## PROBLEM DESCRIPTION
Reproduce every entry word for word. Drop all pictures from the copy.

——

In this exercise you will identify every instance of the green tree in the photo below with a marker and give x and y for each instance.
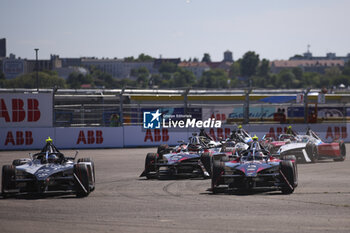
(46, 80)
(235, 70)
(145, 58)
(215, 78)
(168, 67)
(184, 78)
(346, 70)
(249, 64)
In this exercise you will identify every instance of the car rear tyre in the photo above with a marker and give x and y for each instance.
(287, 176)
(289, 157)
(205, 159)
(82, 181)
(311, 150)
(218, 169)
(151, 159)
(162, 149)
(18, 162)
(342, 149)
(91, 172)
(8, 181)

——

## TASK RESPONSE
In this exercise you will identify every instance of the green tree in the photo below with a marker and give x and y for each instance.
(46, 80)
(235, 70)
(145, 58)
(215, 78)
(168, 67)
(184, 78)
(346, 70)
(249, 64)
In this exercise you will identify every instance of the car rear tyre in the photo above with a marker and give x and y for each instance.
(287, 176)
(289, 157)
(205, 159)
(82, 181)
(311, 150)
(218, 169)
(151, 159)
(162, 149)
(18, 162)
(342, 149)
(91, 172)
(8, 181)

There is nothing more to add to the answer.